**Extract provided:**
Improved offensive line play crucial to Burrow’s transition to NFL

Cincinnati Bengals' Sam Hubbard, left, rushes against Bobby Hart, right, during NFL football camp in Cincinnati, Tuesday, Aug. 18, 2020. (AP Photo/Aaron Doster)

Credit: AP

Credit: AP

Bengals OL ranked 30th of 32 teams in the NFL last season

Cincinnati Bengals quarterback Joe Burrow already is planning the Christmas gifts he will be giving the offensive linemen this year.

The rookie No. 1 overall draft pick knows how important his offensive line will be in his transition to the NFL, and Burrow wants those players lining up in front of him to know how much he values them.

“Those guys have to be my best friends,” Burrow said. “I have to make them happy so they fight for me, and that’s something I’ve always tried to do. They are going to have some nice Christmas presents this year, so I hope they are looking forward to that, and I’m looking forward to working with them.”

So far in the first padded practices this week, the offensive line is still proving to be a work in progress. The Bengals had one of the worst offensive lines in the league in 2019 but are hoping the addition of left tackle Jonah Williams and right guard Xavier Su’a-Filo will provide more consistency.

**Supplied data:**
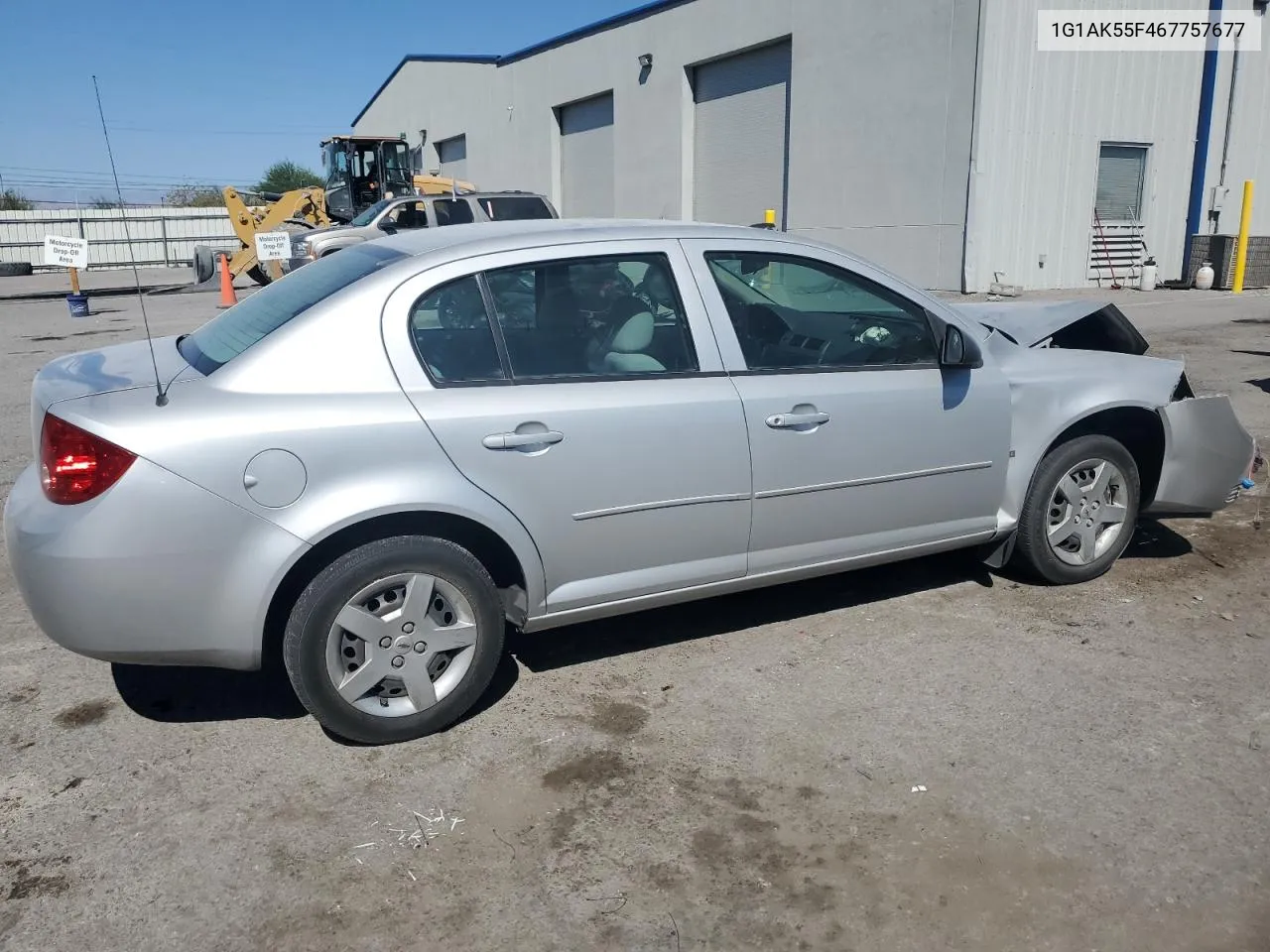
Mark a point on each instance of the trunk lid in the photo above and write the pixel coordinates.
(104, 371)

**Stated exercise 1:**
Using the article on Burrow and the Bengals' offensive line, answer each of these:
(a) Where did the Bengals' offensive line rank among NFL teams last season?
(b) What is Burrow already planning to give the offensive linemen this year?
(c) Which two players are the Bengals hoping will provide more consistency on the line?
**Stated exercise 2:**
Summarize the article on Burrow and the Bengals' offensive line in two sentences.

**Problem solution 1:**
(a) 30th of 32 teams.
(b) Christmas gifts.
(c) Left tackle Jonah Williams and right guard Xavier Su'a-Filo.

**Problem solution 2:**
Joe Burrow, the Bengals' rookie quarterback and No. 1 overall draft pick, knows his offensive line will be important in his transition to the NFL and is already planning Christmas gifts for the linemen so they fight for him. The line ranked 30th of 32 teams last season and is still a work in progress in the first padded practices, and the Bengals hope left tackle Jonah Williams and right guard Xavier Su'a-Filo will provide more consistency.